- **The task**
Copy out each line of the material below with no changes.

- **Data for this exercise**

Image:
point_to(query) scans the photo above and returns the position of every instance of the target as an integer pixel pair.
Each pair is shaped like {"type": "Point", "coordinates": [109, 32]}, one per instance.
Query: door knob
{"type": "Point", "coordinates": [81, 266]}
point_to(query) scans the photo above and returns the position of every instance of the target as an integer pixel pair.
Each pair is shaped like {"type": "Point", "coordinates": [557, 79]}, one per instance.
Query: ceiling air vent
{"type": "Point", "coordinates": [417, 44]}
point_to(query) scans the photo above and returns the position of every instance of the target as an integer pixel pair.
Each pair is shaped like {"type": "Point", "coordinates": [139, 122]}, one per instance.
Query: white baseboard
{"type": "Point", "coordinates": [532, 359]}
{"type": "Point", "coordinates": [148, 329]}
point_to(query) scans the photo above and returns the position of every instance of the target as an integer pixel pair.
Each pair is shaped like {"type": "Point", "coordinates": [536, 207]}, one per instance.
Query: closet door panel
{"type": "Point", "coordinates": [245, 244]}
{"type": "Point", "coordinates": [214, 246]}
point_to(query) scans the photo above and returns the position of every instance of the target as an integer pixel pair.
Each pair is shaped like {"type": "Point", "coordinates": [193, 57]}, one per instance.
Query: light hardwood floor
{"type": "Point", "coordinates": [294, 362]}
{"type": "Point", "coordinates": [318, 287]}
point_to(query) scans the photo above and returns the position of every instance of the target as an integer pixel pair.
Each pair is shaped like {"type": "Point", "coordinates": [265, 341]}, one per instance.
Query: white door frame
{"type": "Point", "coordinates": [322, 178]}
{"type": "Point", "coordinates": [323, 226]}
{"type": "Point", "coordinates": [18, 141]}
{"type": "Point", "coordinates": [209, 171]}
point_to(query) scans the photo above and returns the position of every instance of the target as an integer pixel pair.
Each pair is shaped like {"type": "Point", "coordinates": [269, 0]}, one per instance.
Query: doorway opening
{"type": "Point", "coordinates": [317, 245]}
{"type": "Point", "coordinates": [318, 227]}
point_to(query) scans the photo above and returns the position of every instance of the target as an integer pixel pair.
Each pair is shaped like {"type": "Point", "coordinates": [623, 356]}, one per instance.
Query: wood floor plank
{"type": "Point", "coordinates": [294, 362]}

- **Exercise response**
Image:
point_to(query) scans the photo above and returns the position of every instance of the target as an integer pixel pair.
Each pair is shaped like {"type": "Point", "coordinates": [109, 32]}, one per instance.
Query: door knob
{"type": "Point", "coordinates": [81, 266]}
point_to(query) scans the photo above and returns the position of every instance of the target as an integer pixel pair.
Each pair is shaped like {"type": "Point", "coordinates": [557, 79]}, one per instance.
Query: ceiling air vent
{"type": "Point", "coordinates": [417, 44]}
point_to(query) scans the photo above and returns the position of every instance of the target as an integer pixel pair.
Each pair is shaped like {"type": "Point", "coordinates": [139, 122]}, one per instance.
Query: white baseboard
{"type": "Point", "coordinates": [532, 359]}
{"type": "Point", "coordinates": [148, 329]}
point_to(query) scans the photo above and returns the position of every instance of the target as an integer pixel pair.
Each pair is shaped like {"type": "Point", "coordinates": [536, 207]}, one per instance.
Query: closet door panel
{"type": "Point", "coordinates": [245, 244]}
{"type": "Point", "coordinates": [214, 246]}
point_to(query) scans the photo above and returns the position of every instance of the target as an integer pixel pair.
Each pair is shaped like {"type": "Point", "coordinates": [193, 57]}, one per instance.
Query: light hardwood floor
{"type": "Point", "coordinates": [294, 362]}
{"type": "Point", "coordinates": [318, 287]}
point_to(query) scans the photo above and returns the position of every instance of the target as an integer pixel pair.
Each pair is shaped like {"type": "Point", "coordinates": [265, 341]}, one per instance.
Query: white door frame
{"type": "Point", "coordinates": [322, 178]}
{"type": "Point", "coordinates": [323, 226]}
{"type": "Point", "coordinates": [18, 141]}
{"type": "Point", "coordinates": [209, 171]}
point_to(query) scans the photo above and returns the position of every instance of the target as an integer pixel pair.
Each pair is shaped like {"type": "Point", "coordinates": [269, 0]}, one per instance.
Query: doorway opening
{"type": "Point", "coordinates": [317, 245]}
{"type": "Point", "coordinates": [318, 227]}
point_to(query) scans the photo above and returns the position of every instance of the target as an integer pixel pair.
Each pair is shaped like {"type": "Point", "coordinates": [623, 356]}, one per instance.
Query: wood floor plank
{"type": "Point", "coordinates": [294, 362]}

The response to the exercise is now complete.